— Directions —
Reproduce the data in its entirety, exactly as supplied.

— Excerpts of pointing data —
--- START ---

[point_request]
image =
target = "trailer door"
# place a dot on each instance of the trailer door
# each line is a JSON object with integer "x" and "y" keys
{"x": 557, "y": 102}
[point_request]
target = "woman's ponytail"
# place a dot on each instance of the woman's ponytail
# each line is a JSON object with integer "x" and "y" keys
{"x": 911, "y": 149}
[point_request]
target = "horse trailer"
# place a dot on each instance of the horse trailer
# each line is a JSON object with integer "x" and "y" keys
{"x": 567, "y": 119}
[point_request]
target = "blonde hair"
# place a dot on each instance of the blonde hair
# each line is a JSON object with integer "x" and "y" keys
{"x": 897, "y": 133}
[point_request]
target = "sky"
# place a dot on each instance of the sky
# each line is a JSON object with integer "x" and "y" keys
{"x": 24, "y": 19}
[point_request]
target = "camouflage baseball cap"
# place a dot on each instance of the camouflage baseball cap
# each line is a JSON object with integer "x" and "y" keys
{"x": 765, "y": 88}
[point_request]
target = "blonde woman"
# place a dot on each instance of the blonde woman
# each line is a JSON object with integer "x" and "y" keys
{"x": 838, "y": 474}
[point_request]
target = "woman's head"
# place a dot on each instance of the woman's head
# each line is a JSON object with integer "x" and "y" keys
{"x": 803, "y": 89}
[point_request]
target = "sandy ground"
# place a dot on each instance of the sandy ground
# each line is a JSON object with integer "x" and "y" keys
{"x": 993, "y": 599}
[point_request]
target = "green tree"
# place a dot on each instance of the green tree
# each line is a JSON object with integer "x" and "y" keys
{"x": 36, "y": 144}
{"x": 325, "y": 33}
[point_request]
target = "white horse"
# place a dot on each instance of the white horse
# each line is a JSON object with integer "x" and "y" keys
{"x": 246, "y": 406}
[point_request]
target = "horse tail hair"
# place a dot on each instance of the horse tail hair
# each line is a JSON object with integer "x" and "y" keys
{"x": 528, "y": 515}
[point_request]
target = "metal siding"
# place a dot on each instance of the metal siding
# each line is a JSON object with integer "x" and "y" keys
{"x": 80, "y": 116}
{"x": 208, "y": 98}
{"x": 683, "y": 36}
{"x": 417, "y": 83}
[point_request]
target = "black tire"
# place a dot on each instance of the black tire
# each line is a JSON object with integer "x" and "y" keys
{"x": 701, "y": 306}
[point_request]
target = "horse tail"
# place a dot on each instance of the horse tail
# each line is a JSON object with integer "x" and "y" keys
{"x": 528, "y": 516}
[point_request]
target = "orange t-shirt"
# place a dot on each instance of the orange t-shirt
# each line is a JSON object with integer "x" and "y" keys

--- END ---

— Problem solution —
[point_request]
image =
target = "trailer door"
# place a dot on each instance of the trailer door
# each line is a JSON object with integer "x" and "y" keys
{"x": 557, "y": 102}
[point_request]
target = "woman's ponytail"
# place a dot on each instance of the woman's ponytail
# each line is a JSON object with integer "x" and "y" keys
{"x": 911, "y": 149}
[point_request]
target = "horse trailer"
# place a dot on each instance of the horse trailer
# each line is a JSON object with integer "x" and "y" keys
{"x": 567, "y": 119}
[point_request]
target = "blonde hair"
# place a dot on each instance of the blonde hair
# each line is a JSON object with integer "x" and "y" keys
{"x": 897, "y": 133}
[point_request]
target = "sky"
# place a dot on each instance of the sky
# each line is a JSON object with integer "x" and "y" keys
{"x": 24, "y": 19}
[point_request]
target = "camouflage baseball cap"
# place a dot on each instance of the camouflage baseball cap
# each line is a JSON object with integer "x" and "y" keys
{"x": 765, "y": 88}
[point_request]
target = "blonde woman"
# place a dot on each instance of the blonde woman
# each line is a JSON object with integer "x" and "y" keys
{"x": 838, "y": 474}
[point_request]
target = "woman's head"
# place a dot on each instance of the woman's head
# each line is a JSON object with integer "x" and "y" keys
{"x": 803, "y": 89}
[point_request]
target = "sandy ground"
# place a dot on each instance of the sandy ground
# each line is a JSON object with integer "x" and "y" keys
{"x": 993, "y": 599}
[point_request]
target = "green tree"
# place a dot on each instance of the green tree
# each line is a JSON object with integer "x" and "y" keys
{"x": 36, "y": 144}
{"x": 325, "y": 33}
[point_request]
target = "white horse"
# place a dot on each instance of the white horse
# each line is a JSON object with integer "x" and "y" keys
{"x": 246, "y": 406}
[point_request]
target = "horse tail hair"
# place a dot on each instance of the horse tail hair
# each line is a JSON object with integer "x" and "y" keys
{"x": 528, "y": 515}
[point_request]
target = "metal siding"
# place a dot on each instance of the metal siding
# each line is a JSON object with integer "x" and "y" keys
{"x": 80, "y": 116}
{"x": 208, "y": 98}
{"x": 683, "y": 36}
{"x": 417, "y": 83}
[point_request]
target = "black tire"
# place a dot on each instance of the black tire
# each line is a JSON object with integer "x" and "y" keys
{"x": 701, "y": 306}
[point_request]
target = "horse tail"
# place a dot on each instance of the horse tail
# each line is a JSON object with integer "x" and "y" keys
{"x": 528, "y": 516}
[point_request]
target = "orange t-shirt"
# place a dot on each instance of the orange t-shirt
# each line is a JSON object with integer "x" and "y" keys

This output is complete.